** begin Source excerpt **
Oleh: Mansoor Durrani*
Past: When Mr Warren Buffet, the richest man in the world, called some financial instruments like the Derivates and Credit Default Swaps (CDS) ‘financial weapons of mass destruction’ over three years back, few of us took notice. The world economy was on the roll. European realty and financial markets were booming. US was ‘winning the war on terror’. And rest of the world was blindly aping this mirage called ‘American Dream’.
Some high level articles on alternate perspectives of the present crisis have recently been published. For a commoner to understand this mess, we need to go back to basics. Derivatives can be described as like putting a mirror in front of another mirror, allowing a physical object to be reflected into infinity. Australian Prime Minister Kevin Rudd has identified ‘comprehensive failure of extreme capitalism’ as a cause of this economic crisis. He attributed greed and fear as the ‘twin evils’ at the root of the financial sector collapse. Interest and speculation based capitalism has been around for a long time, but the seeds of this ‘extreme capitalism’ were sowed by the US when neo-cons made their debut in White House under Ronald Reagan. Their objective was to accelerate the theft of global resources at a much faster pace than they did over the previous seven decades.
** end Source excerpt **
*Request a*: Rewrite the rows in the stretch from the row containing "Target: ocean wave" through the end of the rows, replacing "exterior" with "outer" and keeping everything else the same.
The commentary on the financial crisis has nothing to do with the rows.
** begin Records for this exercise **
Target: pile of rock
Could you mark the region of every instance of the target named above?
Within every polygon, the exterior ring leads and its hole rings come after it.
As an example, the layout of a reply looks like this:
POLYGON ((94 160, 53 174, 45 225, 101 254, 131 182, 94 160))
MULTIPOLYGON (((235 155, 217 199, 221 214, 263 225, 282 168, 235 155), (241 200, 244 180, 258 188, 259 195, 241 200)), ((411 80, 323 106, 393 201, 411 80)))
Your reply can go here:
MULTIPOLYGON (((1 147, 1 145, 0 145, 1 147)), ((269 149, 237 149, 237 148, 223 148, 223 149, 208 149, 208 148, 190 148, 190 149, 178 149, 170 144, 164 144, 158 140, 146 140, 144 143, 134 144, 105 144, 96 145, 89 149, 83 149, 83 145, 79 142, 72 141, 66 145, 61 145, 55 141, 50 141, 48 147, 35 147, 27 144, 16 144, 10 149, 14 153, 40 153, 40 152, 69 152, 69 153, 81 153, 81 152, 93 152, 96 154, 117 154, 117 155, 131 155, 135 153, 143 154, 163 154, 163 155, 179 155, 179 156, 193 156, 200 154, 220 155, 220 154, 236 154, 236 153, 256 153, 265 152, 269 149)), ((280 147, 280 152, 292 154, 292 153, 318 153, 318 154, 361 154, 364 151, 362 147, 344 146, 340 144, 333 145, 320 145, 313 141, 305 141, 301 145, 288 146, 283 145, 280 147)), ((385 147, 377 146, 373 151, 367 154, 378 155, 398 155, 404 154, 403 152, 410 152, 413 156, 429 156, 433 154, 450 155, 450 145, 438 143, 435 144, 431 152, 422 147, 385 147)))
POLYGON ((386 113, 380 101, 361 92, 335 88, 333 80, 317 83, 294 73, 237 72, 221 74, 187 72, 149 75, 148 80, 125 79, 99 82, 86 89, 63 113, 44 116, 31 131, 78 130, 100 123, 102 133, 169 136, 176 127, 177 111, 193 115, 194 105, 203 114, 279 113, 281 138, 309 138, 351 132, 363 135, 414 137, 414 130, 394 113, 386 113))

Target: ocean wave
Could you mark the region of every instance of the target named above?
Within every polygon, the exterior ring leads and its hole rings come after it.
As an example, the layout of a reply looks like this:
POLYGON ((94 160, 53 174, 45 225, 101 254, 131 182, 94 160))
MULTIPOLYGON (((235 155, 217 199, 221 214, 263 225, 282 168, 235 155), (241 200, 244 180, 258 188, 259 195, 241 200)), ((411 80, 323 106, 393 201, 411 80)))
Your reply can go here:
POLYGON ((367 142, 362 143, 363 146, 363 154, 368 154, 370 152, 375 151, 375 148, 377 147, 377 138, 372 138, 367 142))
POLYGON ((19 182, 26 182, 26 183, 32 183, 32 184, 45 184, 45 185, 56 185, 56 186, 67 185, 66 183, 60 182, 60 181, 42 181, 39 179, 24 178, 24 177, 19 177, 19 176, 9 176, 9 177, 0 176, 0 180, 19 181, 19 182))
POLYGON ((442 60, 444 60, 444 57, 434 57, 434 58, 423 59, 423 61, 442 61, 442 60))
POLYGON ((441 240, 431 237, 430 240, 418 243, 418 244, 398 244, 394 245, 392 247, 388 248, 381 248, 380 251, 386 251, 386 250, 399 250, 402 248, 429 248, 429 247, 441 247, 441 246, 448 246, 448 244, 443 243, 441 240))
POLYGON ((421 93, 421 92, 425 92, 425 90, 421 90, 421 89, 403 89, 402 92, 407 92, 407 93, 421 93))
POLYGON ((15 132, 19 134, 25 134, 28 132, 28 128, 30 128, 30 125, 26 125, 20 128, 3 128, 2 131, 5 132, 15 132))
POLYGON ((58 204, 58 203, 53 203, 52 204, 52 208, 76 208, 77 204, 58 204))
** end Records for this exercise **
*Request b*: In the commentary on the financial crisis, which Australian Prime Minister identified "comprehensive failure of extreme capitalism" as a cause of the economic crisis?

*Written response a*:
Target: ocean wave
Could you mark the region of every instance of the target named above?
Within every polygon, the outer ring leads and its hole rings come after it.
As an example, the layout of a reply looks like this:
POLYGON ((94 160, 53 174, 45 225, 101 254, 131 182, 94 160))
MULTIPOLYGON (((235 155, 217 199, 221 214, 263 225, 282 168, 235 155), (241 200, 244 180, 258 188, 259 195, 241 200)), ((411 80, 323 106, 393 201, 411 80)))
Your reply can go here:
POLYGON ((367 142, 362 143, 363 146, 363 154, 368 154, 370 152, 375 151, 375 148, 377 147, 377 138, 372 138, 367 142))
POLYGON ((19 182, 26 182, 26 183, 32 183, 32 184, 45 184, 45 185, 56 185, 56 186, 67 185, 66 183, 60 182, 60 181, 42 181, 39 179, 24 178, 24 177, 19 177, 19 176, 9 176, 9 177, 0 176, 0 180, 19 181, 19 182))
POLYGON ((442 60, 444 60, 444 57, 434 57, 434 58, 423 59, 423 61, 442 61, 442 60))
POLYGON ((441 240, 431 237, 430 240, 418 243, 418 244, 398 244, 394 245, 392 247, 388 248, 381 248, 380 251, 386 251, 386 250, 399 250, 402 248, 429 248, 429 247, 441 247, 441 246, 448 246, 448 244, 443 243, 441 240))
POLYGON ((421 93, 421 92, 425 92, 425 90, 421 90, 421 89, 403 89, 402 92, 407 92, 407 93, 421 93))
POLYGON ((15 132, 19 134, 25 134, 28 132, 28 128, 30 128, 30 125, 26 125, 20 128, 3 128, 2 131, 5 132, 15 132))
POLYGON ((58 204, 58 203, 53 203, 52 204, 52 208, 76 208, 77 204, 58 204))

*Written response b*: Kevin Rudd